REQUIRED WORK -> Work out how many lines in the data below contain "cabinet", and state that count with nothing added.

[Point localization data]
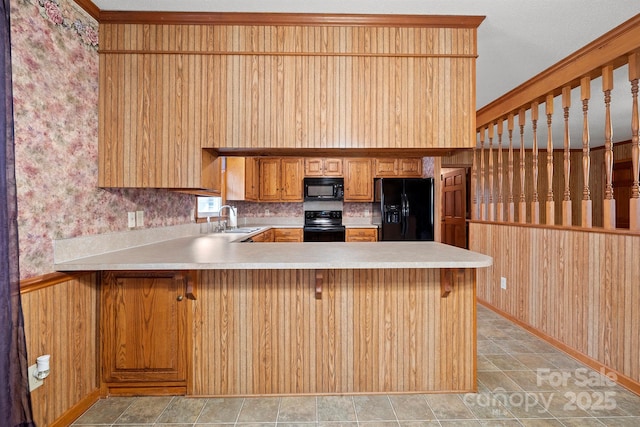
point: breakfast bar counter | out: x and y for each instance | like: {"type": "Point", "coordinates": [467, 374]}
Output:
{"type": "Point", "coordinates": [306, 318]}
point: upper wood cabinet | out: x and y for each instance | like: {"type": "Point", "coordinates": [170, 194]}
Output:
{"type": "Point", "coordinates": [243, 178]}
{"type": "Point", "coordinates": [154, 120]}
{"type": "Point", "coordinates": [320, 166]}
{"type": "Point", "coordinates": [358, 180]}
{"type": "Point", "coordinates": [401, 168]}
{"type": "Point", "coordinates": [281, 179]}
{"type": "Point", "coordinates": [169, 90]}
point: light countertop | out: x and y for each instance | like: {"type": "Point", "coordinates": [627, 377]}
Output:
{"type": "Point", "coordinates": [226, 251]}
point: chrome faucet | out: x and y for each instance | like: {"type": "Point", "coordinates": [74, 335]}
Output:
{"type": "Point", "coordinates": [232, 213]}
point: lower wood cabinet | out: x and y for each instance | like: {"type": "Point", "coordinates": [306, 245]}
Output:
{"type": "Point", "coordinates": [288, 235]}
{"type": "Point", "coordinates": [361, 235]}
{"type": "Point", "coordinates": [144, 329]}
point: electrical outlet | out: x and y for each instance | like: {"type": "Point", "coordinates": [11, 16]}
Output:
{"type": "Point", "coordinates": [34, 382]}
{"type": "Point", "coordinates": [131, 219]}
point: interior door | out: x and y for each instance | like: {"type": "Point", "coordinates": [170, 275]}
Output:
{"type": "Point", "coordinates": [622, 182]}
{"type": "Point", "coordinates": [454, 207]}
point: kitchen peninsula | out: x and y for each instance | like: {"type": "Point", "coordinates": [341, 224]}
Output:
{"type": "Point", "coordinates": [286, 318]}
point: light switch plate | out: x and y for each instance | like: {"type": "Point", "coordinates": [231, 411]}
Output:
{"type": "Point", "coordinates": [34, 383]}
{"type": "Point", "coordinates": [131, 218]}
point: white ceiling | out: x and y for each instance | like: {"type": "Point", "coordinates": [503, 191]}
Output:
{"type": "Point", "coordinates": [517, 40]}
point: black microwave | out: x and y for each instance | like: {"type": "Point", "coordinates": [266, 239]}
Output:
{"type": "Point", "coordinates": [323, 189]}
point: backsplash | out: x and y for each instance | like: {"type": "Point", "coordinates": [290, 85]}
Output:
{"type": "Point", "coordinates": [55, 88]}
{"type": "Point", "coordinates": [294, 210]}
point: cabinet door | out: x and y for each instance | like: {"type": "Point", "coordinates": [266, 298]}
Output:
{"type": "Point", "coordinates": [270, 179]}
{"type": "Point", "coordinates": [252, 179]}
{"type": "Point", "coordinates": [288, 235]}
{"type": "Point", "coordinates": [358, 180]}
{"type": "Point", "coordinates": [313, 166]}
{"type": "Point", "coordinates": [409, 168]}
{"type": "Point", "coordinates": [142, 141]}
{"type": "Point", "coordinates": [265, 236]}
{"type": "Point", "coordinates": [332, 167]}
{"type": "Point", "coordinates": [144, 328]}
{"type": "Point", "coordinates": [242, 178]}
{"type": "Point", "coordinates": [361, 235]}
{"type": "Point", "coordinates": [291, 179]}
{"type": "Point", "coordinates": [385, 167]}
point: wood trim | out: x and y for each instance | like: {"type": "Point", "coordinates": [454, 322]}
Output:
{"type": "Point", "coordinates": [611, 48]}
{"type": "Point", "coordinates": [335, 152]}
{"type": "Point", "coordinates": [50, 279]}
{"type": "Point", "coordinates": [89, 7]}
{"type": "Point", "coordinates": [78, 409]}
{"type": "Point", "coordinates": [287, 53]}
{"type": "Point", "coordinates": [289, 19]}
{"type": "Point", "coordinates": [599, 230]}
{"type": "Point", "coordinates": [622, 379]}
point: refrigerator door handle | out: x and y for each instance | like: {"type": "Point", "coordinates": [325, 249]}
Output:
{"type": "Point", "coordinates": [405, 214]}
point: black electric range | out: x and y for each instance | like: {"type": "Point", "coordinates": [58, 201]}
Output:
{"type": "Point", "coordinates": [323, 226]}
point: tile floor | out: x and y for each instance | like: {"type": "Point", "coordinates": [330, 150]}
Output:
{"type": "Point", "coordinates": [522, 381]}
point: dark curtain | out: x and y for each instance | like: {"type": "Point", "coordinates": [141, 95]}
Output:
{"type": "Point", "coordinates": [15, 400]}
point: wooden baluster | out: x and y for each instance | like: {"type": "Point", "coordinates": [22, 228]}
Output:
{"type": "Point", "coordinates": [587, 204]}
{"type": "Point", "coordinates": [609, 206]}
{"type": "Point", "coordinates": [492, 211]}
{"type": "Point", "coordinates": [522, 205]}
{"type": "Point", "coordinates": [512, 210]}
{"type": "Point", "coordinates": [500, 204]}
{"type": "Point", "coordinates": [535, 203]}
{"type": "Point", "coordinates": [483, 211]}
{"type": "Point", "coordinates": [566, 200]}
{"type": "Point", "coordinates": [474, 186]}
{"type": "Point", "coordinates": [634, 202]}
{"type": "Point", "coordinates": [550, 214]}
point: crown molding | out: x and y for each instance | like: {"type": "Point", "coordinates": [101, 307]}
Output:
{"type": "Point", "coordinates": [241, 18]}
{"type": "Point", "coordinates": [89, 7]}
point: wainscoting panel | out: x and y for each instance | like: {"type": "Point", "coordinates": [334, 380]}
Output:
{"type": "Point", "coordinates": [578, 288]}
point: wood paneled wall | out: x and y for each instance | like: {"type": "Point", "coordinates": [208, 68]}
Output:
{"type": "Point", "coordinates": [577, 287]}
{"type": "Point", "coordinates": [169, 90]}
{"type": "Point", "coordinates": [61, 320]}
{"type": "Point", "coordinates": [264, 332]}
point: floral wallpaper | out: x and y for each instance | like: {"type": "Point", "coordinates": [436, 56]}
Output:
{"type": "Point", "coordinates": [55, 88]}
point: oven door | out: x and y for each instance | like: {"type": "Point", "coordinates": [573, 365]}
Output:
{"type": "Point", "coordinates": [323, 234]}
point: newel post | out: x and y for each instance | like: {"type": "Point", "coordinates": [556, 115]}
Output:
{"type": "Point", "coordinates": [566, 200]}
{"type": "Point", "coordinates": [609, 206]}
{"type": "Point", "coordinates": [587, 204]}
{"type": "Point", "coordinates": [535, 202]}
{"type": "Point", "coordinates": [634, 201]}
{"type": "Point", "coordinates": [512, 211]}
{"type": "Point", "coordinates": [550, 213]}
{"type": "Point", "coordinates": [522, 205]}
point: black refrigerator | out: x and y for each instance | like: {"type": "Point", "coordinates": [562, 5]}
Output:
{"type": "Point", "coordinates": [403, 208]}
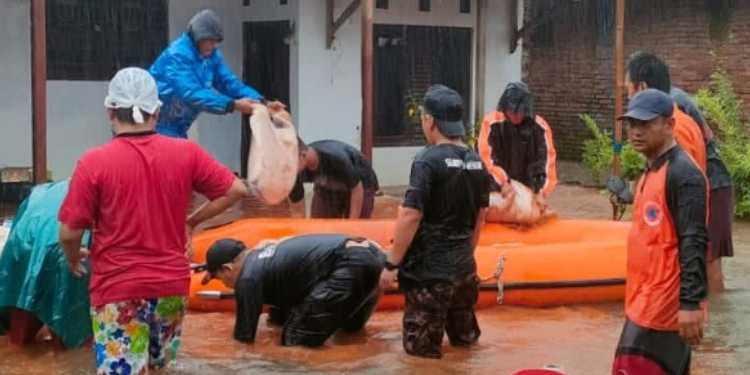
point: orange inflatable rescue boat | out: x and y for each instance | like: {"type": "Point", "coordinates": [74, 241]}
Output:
{"type": "Point", "coordinates": [556, 263]}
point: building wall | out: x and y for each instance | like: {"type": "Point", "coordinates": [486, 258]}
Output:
{"type": "Point", "coordinates": [15, 89]}
{"type": "Point", "coordinates": [325, 84]}
{"type": "Point", "coordinates": [576, 74]}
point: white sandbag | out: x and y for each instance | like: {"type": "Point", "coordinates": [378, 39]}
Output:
{"type": "Point", "coordinates": [273, 158]}
{"type": "Point", "coordinates": [521, 208]}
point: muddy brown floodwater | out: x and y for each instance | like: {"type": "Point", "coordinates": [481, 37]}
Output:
{"type": "Point", "coordinates": [580, 339]}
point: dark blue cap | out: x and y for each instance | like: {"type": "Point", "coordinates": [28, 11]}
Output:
{"type": "Point", "coordinates": [446, 106]}
{"type": "Point", "coordinates": [648, 105]}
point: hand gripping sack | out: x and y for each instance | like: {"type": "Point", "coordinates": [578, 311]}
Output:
{"type": "Point", "coordinates": [522, 208]}
{"type": "Point", "coordinates": [273, 158]}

RESPONSE TO THIS TASK -> 3